As I said on another thread, GM does not make small components like a sending unit and like anything electrical, it can work today yet fail tomorrow.

I look forward to resolution, same as you.....please report back to the forum, once resolved, with the details.

Thanks in advance,
Rob


----------



## Eddy Cruze (Jan 10, 2014)

Thanks Rob and all of you! While I was amazed what an inexperienced F & I guy said to me, I am simply going to upgrade to the zero dollar policy for a couple hundred more. I knew I would not get any money back if I cancelled, the bank would. The Cruze needed a new Oil Sending unit and the unit is hopefully on the way. Happy News from my Hyundai Warranty also. I'm getting $800 back on a $1700 policy because of my total loss. To think I was going to just let that go!


----------



## Robby (Mar 1, 2013)

Eddy Cruze said:


> Thanks Rob and all of you! While I was amazed what an inexperienced F & I guy said to me, I am simply going to upgrade to the zero dollar policy for a couple hundred more. I knew I would not get any money back if I cancelled, the bank would. The Cruze needed a new Oil Sending unit and the unit is hopefully on the way. Happy News from my Hyundai Warranty also. I'm getting $800 back on a $1700 policy because of my total loss. To think I was going to just let that go!


Good news and GOOD NEWS!

Now quick!.....go get a lottery ticket.....good luck, like bad luck comes in three's.

Rob


----------



## Hood Star (Sep 24, 2014)

I have question I got the gmpp total plus with zero deductable. When I get the card in the mail it says 200 deduct I call the dealer he tells me gm does offer zero deductable anymore. Is this true I went on gmpp website and they say 0,100,200.
The dealer have known thus change it seems like the day I bought my car the zero deductable changed i need to follow up and call gmpp.
The dealer said there gonna change it to a hundred and said if I bring it back to them to fix he'll warrant zero deduct himself


----------



## Robby (Mar 1, 2013)

Hood Star said:


> I have question I got the gmpp total plus with zero deductable. When I get the card in the mail it says 200 deduct I call the dealer he tells me gm does offer zero deductable anymore. Is this true I went on gmpp website and they say 0,100,200.
> The dealer have known thus change it seems like the day I bought my car the zero deductable changed i need to follow up and call gmpp.

━━━━━━

**SET OF TASKS**:
**A)** Based on the warranty forum thread, are these statements correct? For each, answer yes or no and quote the words that decide it. (i) Eddy Cruze is getting $800 back on a $1700 Hyundai policy. (ii) The card Hood Star received in the mail showed a zero deductible. (iii) The Cruze needed a new oil sending unit.
**B)** Reproduce the warranty forum thread word for word from "As I said on" to "with the details.".
**C)** Carry on the warranty forum thread from the point where it stops.
The records have nothing to do with the warranty forum thread.

━━━━━━

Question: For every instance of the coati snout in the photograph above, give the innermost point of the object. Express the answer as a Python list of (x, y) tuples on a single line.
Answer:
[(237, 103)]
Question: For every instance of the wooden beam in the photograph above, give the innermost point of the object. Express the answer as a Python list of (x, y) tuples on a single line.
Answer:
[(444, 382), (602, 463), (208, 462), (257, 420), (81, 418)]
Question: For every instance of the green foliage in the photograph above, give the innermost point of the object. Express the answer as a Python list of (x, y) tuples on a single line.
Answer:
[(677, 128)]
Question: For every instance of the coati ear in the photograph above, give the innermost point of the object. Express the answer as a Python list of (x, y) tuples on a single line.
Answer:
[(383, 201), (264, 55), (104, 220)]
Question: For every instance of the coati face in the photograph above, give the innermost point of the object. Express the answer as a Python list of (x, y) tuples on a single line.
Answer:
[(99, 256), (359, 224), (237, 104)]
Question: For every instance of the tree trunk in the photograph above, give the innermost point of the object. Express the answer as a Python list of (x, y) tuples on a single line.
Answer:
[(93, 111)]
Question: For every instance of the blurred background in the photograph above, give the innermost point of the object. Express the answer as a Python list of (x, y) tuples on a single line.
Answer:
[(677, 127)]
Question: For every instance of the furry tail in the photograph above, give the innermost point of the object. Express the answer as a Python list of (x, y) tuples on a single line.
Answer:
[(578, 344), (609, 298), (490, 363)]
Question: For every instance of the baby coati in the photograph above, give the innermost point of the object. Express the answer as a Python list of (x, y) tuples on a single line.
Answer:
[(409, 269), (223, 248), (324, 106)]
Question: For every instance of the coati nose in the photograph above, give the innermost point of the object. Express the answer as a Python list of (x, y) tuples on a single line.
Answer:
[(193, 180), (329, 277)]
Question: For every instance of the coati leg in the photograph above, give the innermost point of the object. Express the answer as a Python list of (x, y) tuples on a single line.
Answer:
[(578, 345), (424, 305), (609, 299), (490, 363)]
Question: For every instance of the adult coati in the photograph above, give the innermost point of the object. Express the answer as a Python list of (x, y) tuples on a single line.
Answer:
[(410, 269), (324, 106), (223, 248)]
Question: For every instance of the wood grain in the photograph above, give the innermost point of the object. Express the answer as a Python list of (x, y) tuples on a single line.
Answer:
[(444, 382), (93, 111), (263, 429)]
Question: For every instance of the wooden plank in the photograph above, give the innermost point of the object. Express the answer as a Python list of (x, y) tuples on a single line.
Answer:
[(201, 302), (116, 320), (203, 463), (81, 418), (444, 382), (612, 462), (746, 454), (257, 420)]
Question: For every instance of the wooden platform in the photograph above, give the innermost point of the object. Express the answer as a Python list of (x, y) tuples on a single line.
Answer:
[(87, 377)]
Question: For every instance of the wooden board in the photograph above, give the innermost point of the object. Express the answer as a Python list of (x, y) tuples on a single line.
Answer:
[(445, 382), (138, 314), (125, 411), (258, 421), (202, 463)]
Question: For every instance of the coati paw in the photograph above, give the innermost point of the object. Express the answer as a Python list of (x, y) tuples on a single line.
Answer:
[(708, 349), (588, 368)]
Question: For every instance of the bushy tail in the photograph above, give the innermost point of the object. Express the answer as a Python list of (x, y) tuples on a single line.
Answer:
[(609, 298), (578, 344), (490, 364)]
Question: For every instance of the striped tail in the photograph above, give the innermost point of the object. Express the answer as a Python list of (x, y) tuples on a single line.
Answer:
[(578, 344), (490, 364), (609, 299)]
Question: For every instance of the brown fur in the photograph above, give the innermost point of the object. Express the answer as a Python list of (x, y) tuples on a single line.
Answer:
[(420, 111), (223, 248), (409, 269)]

━━━━━━

**ANSWERS IN ORDER**:
**A)**
(i) Yes: "I'm getting $800 back on a $1700 policy because of my total loss."
(ii) No: "When I get the card in the mail it says 200 deduct"
(iii) Yes: "The Cruze needed a new Oil Sending unit"

**B)**
As I said on another thread, GM does not make small components like a sending unit and like anything electrical, it can work today yet fail tomorrow.

I look forward to resolution, same as you.....please report back to the forum, once resolved, with the details.

**C)**
> The dealer said there gonna change it to a hundred and said if I bring it back to them to fix he'll warrant zero deduct himself



Ummmm,

I think you were sold a aftermarket warranty.

GMPP, as of this writing, does not market a program labelled 'Total Plus'.......unless they came up with a new program in the last week.

Can you provide further information.....maybe a photograph of the contract front page?

Rob


----------



## Tomko (Jun 1, 2013)

Robby said:


> Ummmm,
> 
> I think you were sold a aftermarket warranty.
> 
> ...


Total Plus is the top GMPP product offered by Genetal Motors of Canada Limited. 

It was unaware that the zero deductible option has been discontinued.


----------



## Robby (Mar 1, 2013)

Good grief!

So you folks up there even have a different program (title) eh?
Wonder what legal mumbo jumbo created that necessity.....down here the highest version of the plan is called Major Gaurd.

They must get a kick out of confusing the old guy, heh heh.

Rob


----------



## Hood Star (Sep 24, 2014)

Gmpp is closed today but I come to find they have secondary company ally auto services that deals with the gmpp stuff and I am getting the disappearing deductible. If I use the dealer I bought the car from My deductible is waived and if where to go to any other dealer i pay 100.
I had gmpp since 2007 with zero deductible it's very nice. After 2013 it changed but I'll still call them.


----------



## obermd (Mar 3, 2012)

Hood Star said:


> Gmpp is closed today but I come to find they have secondary company ally auto services that deals with the gmpp stuff and I am getting the disappearing deductible. If I use the dealer I bought the car from My deductible is waived and if where to go to any other dealer i pay 100.
> I had gmpp since 2007 with zero deductible it's very nice. After 2013 it changed but I'll still call them.


That's the deductable I have. Purchasing dealer is 0 and any other dealer is $50.


----------



## Tomko (Jun 1, 2013)

Robby said:


> Good grief!
> 
> So you folks up there even have a different program (title) eh?
> Wonder what legal mumbo jumbo created that necessity.....down here the highest version of the plan is called Major Gaurd.
> ...


Probably had to do with the Province of Quebec. They're on the Civil Law system and their legislation is very pro-consumer. For Apple, by example, they have separate warranty lingo for that jurisdiction.


----------



## Tomko (Jun 1, 2013)

Received this from the splendid business manager at my fabulous dealer. 



Larisa said:


> Regarding GMPP in Ontario - it sounds like the (BC) dealership made an error and gave (and charged him for) a $200 deductible rather than a 0 deductible. If that happens the error is easily rectified but the dealership will incur a loss. In Ontario we offer the 0, 100 and in most cases 200 deductible for new vehicle GMPP. If you are extending your Total Plus Plan on the vehicle you purchased some time ago, at this time 0 deductible is not available.





Larisa said:


> According to my GMPP rep, the same applies in Canada. GMCL (General Motors of Canada Limited) owns the brand name (General Motors Protection Plan) and MIC (Motors Insurance Corporation) administer it. MIC is owned by Ally.


----------



## NYCruze2012 (Jan 16, 2012)

I have the GM Major Guard warranty on my Cruze with the $0 deductible. Never had to use it yet but no problems with it at all. So does my wifes 12 Sonic.


----------



## spacedout (Dec 7, 2010)

I have never purchased an extended warranty & honestly didn't even bother to read anything about them. From 36,000 miles/ 3years +, how many more miles can I extend my Bumper to bumper warranty mileage? Years?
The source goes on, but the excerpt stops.